WHAT THIS TASK INVOLVES → Copy out the data below, swapping every "underwater cave" for "sea cave" and changing nothing else. Leave the pictures out.
□ □ □
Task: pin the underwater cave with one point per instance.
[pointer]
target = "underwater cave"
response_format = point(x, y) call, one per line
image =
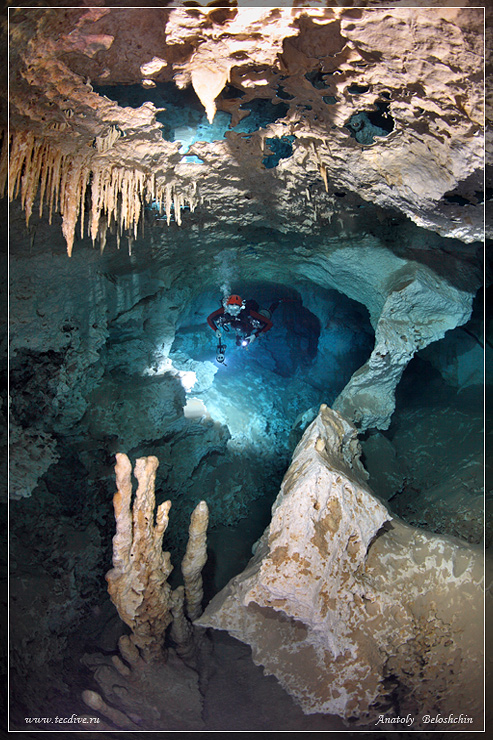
□ □ □
OUTPUT FOR THIS EXERCISE →
Task: pin the sea cave with one point per instance.
[pointer]
target = "sea cave"
response_format = point(x, y) call, one per line
image =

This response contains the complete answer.